══ Document text
When employees respond to workplace polls such as the Federal Employee Viewpoint Survey “they expect management to use the information to make positive changes in the organization” but that requires planning of the sort that “often does not occur or, when it does, is frequently not implemented effectively,” the MSPB has said.
An article in a recent publication, comes ahead of the release of the results of this year’s FEVS survey, which returned to its traditional late spring-early summer timing after being pushed off until the fall in the prior two years due to the pandemic. It said that industry research on such surveys identifies three principles of special import in the federal workplace.
* Target interventions at the appropriate organizational level. “Effective action plans are targeted at the appropriate organizational level and address issues responsive to intervention at that level,” it said. For example, issues such as the reputation of the employer “may not benefit much from work group-level interventions. They require organization-wide interventions initiated and coordinated by senior leadership.”
* Set realistic expectations about the time needed for organizational change. Federal agencies should “adopt realistic expectations about the time needed to plan, implement, and measure the effects of interventions,” it said. Change can take years to develop and the one-year period between surveys is “not enough time for the interventions in their plans to have significant effects.”
* Provide sufficient manager training. Managers should be trained in best practices for post-survey action planning and implementation or else they might not follow through on implementation “because of uncertainty and lack of experience with organizational change . . . Some training and expectation-setting about dealing with change for managers’ subordinates may also be appropriate.”
════
_What this task involves_
Reproduce the passage of the article about acting on workplace survey results, starting with "An article in" and going on through "the federal workplace.". Rely solely on the article about acting on workplace survey results.
══ Available data
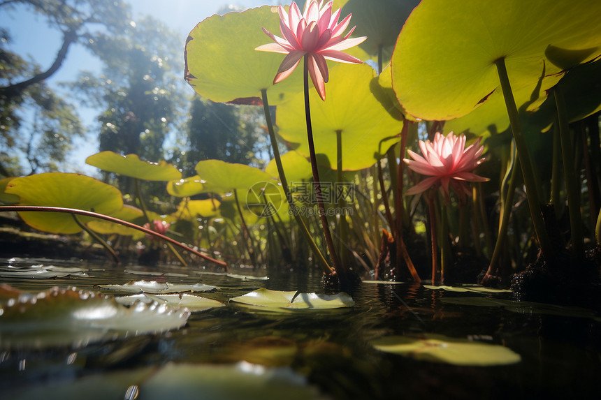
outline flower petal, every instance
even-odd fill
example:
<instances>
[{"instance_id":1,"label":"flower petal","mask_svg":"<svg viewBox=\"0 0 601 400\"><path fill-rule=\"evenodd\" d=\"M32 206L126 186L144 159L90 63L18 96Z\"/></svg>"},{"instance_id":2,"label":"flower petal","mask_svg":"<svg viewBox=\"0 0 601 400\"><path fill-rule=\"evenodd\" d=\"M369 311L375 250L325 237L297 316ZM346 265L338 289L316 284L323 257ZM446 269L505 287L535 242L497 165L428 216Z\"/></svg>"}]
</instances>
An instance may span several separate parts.
<instances>
[{"instance_id":1,"label":"flower petal","mask_svg":"<svg viewBox=\"0 0 601 400\"><path fill-rule=\"evenodd\" d=\"M354 57L350 54L347 54L347 53L339 52L338 50L320 50L318 52L324 57L326 57L327 59L333 61L338 61L339 63L345 64L363 64L363 61L362 61L359 59Z\"/></svg>"},{"instance_id":2,"label":"flower petal","mask_svg":"<svg viewBox=\"0 0 601 400\"><path fill-rule=\"evenodd\" d=\"M319 94L321 100L326 101L326 84L324 82L324 77L319 70L318 62L314 57L314 54L309 54L309 75L311 76L311 80L313 81L313 86ZM324 60L325 61L325 60ZM326 66L327 70L327 66Z\"/></svg>"},{"instance_id":3,"label":"flower petal","mask_svg":"<svg viewBox=\"0 0 601 400\"><path fill-rule=\"evenodd\" d=\"M280 68L277 69L277 73L275 74L275 77L273 79L273 83L276 84L278 82L282 82L292 73L303 56L305 55L305 52L293 51L290 52L284 58L282 64L280 64Z\"/></svg>"}]
</instances>

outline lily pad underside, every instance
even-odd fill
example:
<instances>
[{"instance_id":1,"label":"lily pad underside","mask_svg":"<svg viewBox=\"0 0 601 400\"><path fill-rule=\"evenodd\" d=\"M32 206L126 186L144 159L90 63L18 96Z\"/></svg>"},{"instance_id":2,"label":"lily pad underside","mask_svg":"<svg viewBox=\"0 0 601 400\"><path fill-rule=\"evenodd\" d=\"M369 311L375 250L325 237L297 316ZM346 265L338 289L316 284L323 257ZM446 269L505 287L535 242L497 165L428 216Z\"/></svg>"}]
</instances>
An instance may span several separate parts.
<instances>
[{"instance_id":1,"label":"lily pad underside","mask_svg":"<svg viewBox=\"0 0 601 400\"><path fill-rule=\"evenodd\" d=\"M521 360L520 355L502 346L433 334L385 336L370 343L380 351L454 365L488 366Z\"/></svg>"},{"instance_id":2,"label":"lily pad underside","mask_svg":"<svg viewBox=\"0 0 601 400\"><path fill-rule=\"evenodd\" d=\"M502 58L514 91L544 68L544 93L563 71L599 56L600 26L598 0L424 0L398 36L393 87L414 117L463 117L500 91L495 62Z\"/></svg>"},{"instance_id":3,"label":"lily pad underside","mask_svg":"<svg viewBox=\"0 0 601 400\"><path fill-rule=\"evenodd\" d=\"M109 172L145 181L175 181L182 177L182 172L172 164L143 161L137 154L122 156L113 151L101 151L86 158L85 162Z\"/></svg>"}]
</instances>

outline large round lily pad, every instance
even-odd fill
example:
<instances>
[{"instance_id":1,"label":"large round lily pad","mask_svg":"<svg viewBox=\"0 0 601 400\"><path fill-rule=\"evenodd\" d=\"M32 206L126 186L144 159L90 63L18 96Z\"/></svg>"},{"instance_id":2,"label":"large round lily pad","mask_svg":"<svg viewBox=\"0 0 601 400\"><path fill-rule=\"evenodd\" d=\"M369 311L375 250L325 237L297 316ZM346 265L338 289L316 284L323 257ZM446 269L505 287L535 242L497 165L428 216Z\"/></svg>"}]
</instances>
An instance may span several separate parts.
<instances>
[{"instance_id":1,"label":"large round lily pad","mask_svg":"<svg viewBox=\"0 0 601 400\"><path fill-rule=\"evenodd\" d=\"M167 183L167 193L172 196L187 198L203 193L203 181L198 175Z\"/></svg>"},{"instance_id":2,"label":"large round lily pad","mask_svg":"<svg viewBox=\"0 0 601 400\"><path fill-rule=\"evenodd\" d=\"M19 205L75 208L111 215L123 207L119 189L78 174L48 172L15 178L8 182L5 192L17 195ZM52 233L78 233L82 229L68 214L58 212L20 212L30 226ZM78 217L82 221L92 218Z\"/></svg>"},{"instance_id":3,"label":"large round lily pad","mask_svg":"<svg viewBox=\"0 0 601 400\"><path fill-rule=\"evenodd\" d=\"M505 365L521 360L520 355L502 346L433 334L385 336L371 344L380 351L454 365Z\"/></svg>"},{"instance_id":4,"label":"large round lily pad","mask_svg":"<svg viewBox=\"0 0 601 400\"><path fill-rule=\"evenodd\" d=\"M182 293L184 292L208 292L215 288L210 285L194 283L186 285L184 283L161 283L156 281L132 281L124 285L99 285L99 288L109 290L129 292L133 293L151 293L153 295L164 295L167 293Z\"/></svg>"},{"instance_id":5,"label":"large round lily pad","mask_svg":"<svg viewBox=\"0 0 601 400\"><path fill-rule=\"evenodd\" d=\"M328 98L310 94L315 151L336 168L336 132L342 133L342 168L357 170L371 166L398 141L403 123L393 118L370 89L376 73L368 65L338 64L330 71ZM279 106L280 135L300 145L296 151L309 156L304 95L300 93Z\"/></svg>"},{"instance_id":6,"label":"large round lily pad","mask_svg":"<svg viewBox=\"0 0 601 400\"><path fill-rule=\"evenodd\" d=\"M0 295L0 348L5 350L81 347L178 329L189 316L183 308L144 303L128 308L113 297L75 288L11 295L5 287Z\"/></svg>"},{"instance_id":7,"label":"large round lily pad","mask_svg":"<svg viewBox=\"0 0 601 400\"><path fill-rule=\"evenodd\" d=\"M398 36L393 86L415 117L462 117L500 91L497 59L505 58L514 91L545 68L544 91L562 71L599 55L600 26L598 0L423 0Z\"/></svg>"},{"instance_id":8,"label":"large round lily pad","mask_svg":"<svg viewBox=\"0 0 601 400\"><path fill-rule=\"evenodd\" d=\"M294 291L270 290L264 288L233 297L230 299L230 301L270 309L328 309L352 307L355 304L353 299L344 292L333 295L317 293L297 295Z\"/></svg>"},{"instance_id":9,"label":"large round lily pad","mask_svg":"<svg viewBox=\"0 0 601 400\"><path fill-rule=\"evenodd\" d=\"M215 307L222 307L224 304L212 299L201 297L196 295L187 295L180 293L179 295L150 295L148 293L140 293L131 296L122 296L115 297L117 303L126 306L135 305L136 302L151 304L157 302L159 304L165 304L175 307L186 307L190 312L197 313L204 311Z\"/></svg>"},{"instance_id":10,"label":"large round lily pad","mask_svg":"<svg viewBox=\"0 0 601 400\"><path fill-rule=\"evenodd\" d=\"M121 156L113 151L101 151L86 158L86 163L101 170L145 181L175 181L182 177L173 165L161 161L143 161L137 154Z\"/></svg>"},{"instance_id":11,"label":"large round lily pad","mask_svg":"<svg viewBox=\"0 0 601 400\"><path fill-rule=\"evenodd\" d=\"M196 25L188 36L185 57L187 79L198 94L217 102L253 104L266 89L269 102L277 104L286 94L302 90L300 73L273 84L284 56L254 50L271 41L261 27L280 31L277 7L213 15Z\"/></svg>"}]
</instances>

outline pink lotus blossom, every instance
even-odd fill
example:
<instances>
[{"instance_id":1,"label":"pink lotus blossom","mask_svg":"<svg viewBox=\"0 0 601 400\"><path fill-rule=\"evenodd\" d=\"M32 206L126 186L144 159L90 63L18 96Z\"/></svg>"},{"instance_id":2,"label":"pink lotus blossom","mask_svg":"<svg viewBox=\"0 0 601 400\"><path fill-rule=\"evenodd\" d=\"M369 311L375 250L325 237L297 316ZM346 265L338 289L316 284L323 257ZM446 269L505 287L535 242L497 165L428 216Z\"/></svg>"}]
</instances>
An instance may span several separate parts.
<instances>
[{"instance_id":1,"label":"pink lotus blossom","mask_svg":"<svg viewBox=\"0 0 601 400\"><path fill-rule=\"evenodd\" d=\"M449 199L449 184L460 196L470 195L471 191L466 181L484 182L488 178L480 177L472 172L474 169L484 161L480 156L484 147L480 145L480 138L465 148L465 135L456 136L452 132L443 136L438 132L434 136L434 142L419 141L421 156L407 150L412 160L405 158L409 168L426 178L407 191L407 195L421 193L430 188L440 187L444 198Z\"/></svg>"},{"instance_id":2,"label":"pink lotus blossom","mask_svg":"<svg viewBox=\"0 0 601 400\"><path fill-rule=\"evenodd\" d=\"M154 232L160 233L161 235L165 235L165 232L167 232L167 230L169 229L169 226L171 224L160 219L154 219L152 221L152 228L150 228L150 224L147 222L144 224L144 228L146 229L152 229ZM156 238L155 236L152 235L146 234L147 239L150 240L153 240Z\"/></svg>"},{"instance_id":3,"label":"pink lotus blossom","mask_svg":"<svg viewBox=\"0 0 601 400\"><path fill-rule=\"evenodd\" d=\"M280 30L285 38L276 36L265 28L261 28L275 43L259 46L255 50L287 54L277 70L273 83L276 84L290 76L303 56L309 57L309 74L313 85L321 100L326 100L326 82L328 73L326 59L342 62L362 64L359 59L343 53L365 40L366 37L349 38L354 27L348 34L342 36L351 20L349 14L338 23L340 9L332 13L333 1L322 7L323 0L307 0L305 11L301 15L294 1L288 13L280 6Z\"/></svg>"}]
</instances>

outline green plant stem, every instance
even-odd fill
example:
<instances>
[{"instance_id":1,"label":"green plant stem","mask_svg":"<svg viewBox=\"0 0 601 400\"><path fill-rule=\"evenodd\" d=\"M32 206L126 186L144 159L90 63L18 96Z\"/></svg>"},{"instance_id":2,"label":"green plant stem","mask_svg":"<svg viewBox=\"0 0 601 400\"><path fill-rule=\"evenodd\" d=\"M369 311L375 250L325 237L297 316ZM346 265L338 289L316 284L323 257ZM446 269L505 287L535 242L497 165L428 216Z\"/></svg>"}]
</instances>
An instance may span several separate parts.
<instances>
[{"instance_id":1,"label":"green plant stem","mask_svg":"<svg viewBox=\"0 0 601 400\"><path fill-rule=\"evenodd\" d=\"M584 255L584 235L582 231L582 217L580 215L580 179L579 177L577 176L574 166L574 151L572 147L570 127L567 124L565 100L558 87L556 87L553 93L557 106L559 136L561 138L561 153L563 156L563 174L565 176L565 192L567 195L572 246L574 255L579 258Z\"/></svg>"},{"instance_id":2,"label":"green plant stem","mask_svg":"<svg viewBox=\"0 0 601 400\"><path fill-rule=\"evenodd\" d=\"M378 160L376 162L376 169L377 170L377 179L379 183L380 195L382 195L382 202L384 203L384 208L386 212L386 219L388 221L388 225L390 226L391 232L395 231L394 220L392 218L392 212L390 211L390 205L388 201L388 193L386 192L386 186L384 183L384 174L382 170L382 160ZM398 236L394 235L394 236Z\"/></svg>"},{"instance_id":3,"label":"green plant stem","mask_svg":"<svg viewBox=\"0 0 601 400\"><path fill-rule=\"evenodd\" d=\"M119 219L117 218L115 218L113 216L108 216L108 215L103 215L101 214L98 214L96 212L93 212L91 211L85 211L82 209L77 209L75 208L66 208L66 207L43 207L43 206L34 206L34 205L6 205L6 206L0 206L0 212L62 212L66 214L76 214L76 215L83 215L85 216L91 216L92 218L97 218L99 219L103 219L105 221L108 221L109 222L113 222L115 223L118 223L120 225L122 225L124 226L126 226L127 228L131 228L132 229L136 229L140 232L143 232L144 233L147 233L148 235L152 235L153 236L156 236L157 237L159 237L166 242L168 242L175 246L178 246L185 250L186 251L189 251L192 254L198 255L201 258L207 261L210 261L211 262L214 262L219 265L221 265L224 268L225 268L226 271L229 272L229 269L228 268L227 264L224 262L223 261L219 261L218 260L215 260L214 258L211 258L208 255L203 254L202 253L199 253L196 250L190 249L185 244L180 243L177 240L174 240L171 237L168 237L164 235L161 235L158 232L154 232L151 229L146 229L145 228L136 225L135 223L131 223L131 222L128 222L126 221L123 221L122 219Z\"/></svg>"},{"instance_id":4,"label":"green plant stem","mask_svg":"<svg viewBox=\"0 0 601 400\"><path fill-rule=\"evenodd\" d=\"M561 174L560 164L561 163L561 138L559 137L559 124L553 124L553 168L551 175L551 204L555 210L555 216L558 219L561 213L560 193L561 189Z\"/></svg>"},{"instance_id":5,"label":"green plant stem","mask_svg":"<svg viewBox=\"0 0 601 400\"><path fill-rule=\"evenodd\" d=\"M324 255L317 247L317 244L313 239L313 237L309 232L307 225L300 216L300 213L298 212L298 207L294 204L294 199L292 198L292 194L290 193L290 188L288 186L288 181L286 179L286 175L284 172L284 167L282 165L282 158L280 156L280 149L277 148L277 141L275 140L275 133L273 131L273 122L271 119L271 113L269 112L269 101L267 98L267 90L261 89L261 96L263 100L263 112L265 114L265 119L267 122L267 131L269 133L269 139L271 142L271 149L273 151L273 158L275 160L275 166L277 168L277 173L280 175L280 182L282 183L282 188L284 189L284 194L286 196L286 200L288 202L288 205L292 212L292 216L298 225L298 228L303 233L307 243L311 248L313 255L317 259L317 262L321 265L321 269L326 274L332 272L332 267L328 264Z\"/></svg>"},{"instance_id":6,"label":"green plant stem","mask_svg":"<svg viewBox=\"0 0 601 400\"><path fill-rule=\"evenodd\" d=\"M313 128L311 125L311 108L309 103L309 57L305 56L303 68L303 83L305 92L305 118L307 122L307 138L309 142L309 154L311 160L311 170L313 172L313 186L315 190L315 198L317 200L317 209L319 212L319 218L321 220L321 227L324 228L324 237L328 251L330 252L330 258L332 259L332 265L334 270L340 272L340 262L336 255L334 242L332 242L332 235L330 233L330 227L328 224L328 217L326 215L326 207L324 205L324 198L321 194L321 182L319 180L319 172L317 169L317 157L315 154L315 145L313 142Z\"/></svg>"},{"instance_id":7,"label":"green plant stem","mask_svg":"<svg viewBox=\"0 0 601 400\"><path fill-rule=\"evenodd\" d=\"M240 221L242 224L242 235L244 237L244 244L246 248L246 251L250 257L250 262L252 262L252 266L256 267L259 264L256 262L256 255L254 253L254 243L252 241L252 237L250 236L250 232L248 231L248 225L246 225L246 221L244 220L244 215L242 214L242 208L240 207L240 200L238 198L238 191L233 190L233 198L236 200L236 207L238 209L238 214L240 216Z\"/></svg>"},{"instance_id":8,"label":"green plant stem","mask_svg":"<svg viewBox=\"0 0 601 400\"><path fill-rule=\"evenodd\" d=\"M500 82L501 89L503 91L503 97L505 101L505 106L507 109L507 114L509 117L509 124L512 126L516 147L517 148L518 156L522 165L522 175L523 175L524 185L526 188L532 223L534 225L535 232L536 232L537 239L538 239L543 256L545 260L552 260L554 251L551 244L551 239L545 228L544 221L542 218L542 212L540 208L540 197L538 195L537 189L536 177L528 152L526 138L522 132L519 114L518 114L518 109L516 106L513 92L512 91L505 58L502 57L497 59L495 61L495 65L497 67L499 81Z\"/></svg>"},{"instance_id":9,"label":"green plant stem","mask_svg":"<svg viewBox=\"0 0 601 400\"><path fill-rule=\"evenodd\" d=\"M405 260L407 265L407 268L409 269L409 273L411 274L414 281L417 283L421 282L419 275L417 274L417 270L415 269L415 265L409 255L409 252L407 250L407 246L405 244L405 239L403 237L403 216L405 214L405 207L403 204L403 177L405 173L405 163L403 159L405 158L405 148L407 145L407 135L409 131L409 126L411 124L405 119L403 122L403 129L400 131L400 146L399 146L399 158L400 162L398 163L398 169L396 174L396 191L397 196L395 199L394 212L396 216L396 229L395 229L395 242L396 243L396 265L401 265L401 258ZM391 175L392 176L392 175Z\"/></svg>"},{"instance_id":10,"label":"green plant stem","mask_svg":"<svg viewBox=\"0 0 601 400\"><path fill-rule=\"evenodd\" d=\"M342 184L344 181L342 176L342 131L341 130L336 131L336 180L339 184ZM338 210L340 221L340 248L339 249L340 255L340 262L342 265L348 265L349 252L347 251L349 242L349 230L347 225L347 214L346 214L346 201L345 201L344 193L338 193L335 190L336 188L333 188L334 190L335 198L337 197L338 200Z\"/></svg>"},{"instance_id":11,"label":"green plant stem","mask_svg":"<svg viewBox=\"0 0 601 400\"><path fill-rule=\"evenodd\" d=\"M507 173L511 173L509 179L509 185L507 191L507 197L505 199L504 207L502 211L501 223L499 225L499 235L497 237L497 242L495 243L495 249L493 251L493 255L491 257L491 262L488 264L488 269L486 274L482 279L483 281L487 276L492 276L495 268L497 267L497 263L501 256L502 249L504 246L505 237L507 235L507 229L509 226L509 216L512 213L512 207L514 204L514 195L516 192L516 186L517 186L518 171L520 170L520 160L518 157L514 158L514 161L512 166L510 166Z\"/></svg>"},{"instance_id":12,"label":"green plant stem","mask_svg":"<svg viewBox=\"0 0 601 400\"><path fill-rule=\"evenodd\" d=\"M436 269L438 266L438 245L436 240L436 210L433 196L428 195L428 210L430 213L430 241L432 245L432 284L436 279Z\"/></svg>"},{"instance_id":13,"label":"green plant stem","mask_svg":"<svg viewBox=\"0 0 601 400\"><path fill-rule=\"evenodd\" d=\"M121 264L121 261L119 260L119 257L117 255L117 253L115 252L113 247L108 244L103 238L99 236L94 231L89 229L83 223L82 223L81 220L78 218L78 216L72 214L71 216L73 217L73 220L75 220L75 223L79 225L82 230L84 230L88 235L89 235L92 237L94 239L96 242L100 243L103 247L104 247L107 251L110 254L110 256L113 258L113 260L115 261L116 264Z\"/></svg>"},{"instance_id":14,"label":"green plant stem","mask_svg":"<svg viewBox=\"0 0 601 400\"><path fill-rule=\"evenodd\" d=\"M597 246L601 246L601 211L597 216L597 225L595 225L595 240Z\"/></svg>"}]
</instances>

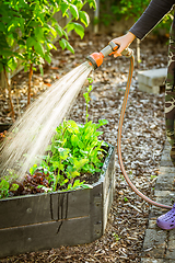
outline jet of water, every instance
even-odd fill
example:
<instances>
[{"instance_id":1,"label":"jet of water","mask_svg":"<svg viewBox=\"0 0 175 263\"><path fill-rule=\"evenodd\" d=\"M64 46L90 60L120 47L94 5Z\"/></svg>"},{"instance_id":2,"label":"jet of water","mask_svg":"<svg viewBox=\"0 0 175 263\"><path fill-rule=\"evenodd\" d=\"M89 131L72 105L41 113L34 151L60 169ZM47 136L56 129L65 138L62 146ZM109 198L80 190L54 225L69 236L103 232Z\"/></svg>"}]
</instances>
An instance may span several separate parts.
<instances>
[{"instance_id":1,"label":"jet of water","mask_svg":"<svg viewBox=\"0 0 175 263\"><path fill-rule=\"evenodd\" d=\"M21 181L27 169L38 162L92 70L88 61L71 70L14 123L0 148L0 176L12 170Z\"/></svg>"}]
</instances>

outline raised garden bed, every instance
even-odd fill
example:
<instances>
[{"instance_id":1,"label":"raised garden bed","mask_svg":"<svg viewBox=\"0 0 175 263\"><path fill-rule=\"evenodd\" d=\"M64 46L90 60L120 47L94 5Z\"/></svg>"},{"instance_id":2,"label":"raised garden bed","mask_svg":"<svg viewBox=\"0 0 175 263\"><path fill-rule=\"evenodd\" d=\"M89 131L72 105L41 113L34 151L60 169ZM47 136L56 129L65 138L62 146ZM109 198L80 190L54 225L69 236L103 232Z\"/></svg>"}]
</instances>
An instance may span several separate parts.
<instances>
[{"instance_id":1,"label":"raised garden bed","mask_svg":"<svg viewBox=\"0 0 175 263\"><path fill-rule=\"evenodd\" d=\"M0 258L98 239L113 202L114 167L115 149L109 145L92 188L1 199Z\"/></svg>"}]
</instances>

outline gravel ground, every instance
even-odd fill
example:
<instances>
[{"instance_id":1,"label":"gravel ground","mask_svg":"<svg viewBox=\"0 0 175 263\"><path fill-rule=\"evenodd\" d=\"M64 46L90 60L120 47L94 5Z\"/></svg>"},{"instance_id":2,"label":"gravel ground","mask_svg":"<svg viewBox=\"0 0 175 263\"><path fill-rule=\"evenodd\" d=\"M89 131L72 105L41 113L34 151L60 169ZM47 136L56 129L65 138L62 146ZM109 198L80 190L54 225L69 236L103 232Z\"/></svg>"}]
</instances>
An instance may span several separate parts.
════
_Your solution_
An article in a recent publication, comes ahead of the release of the results of this year’s FEVS survey, which returned to its traditional late spring-early summer timing after being pushed off until the fall in the prior two years due to the pandemic. It said that industry research on such surveys identifies three principles of special import in the federal workplace.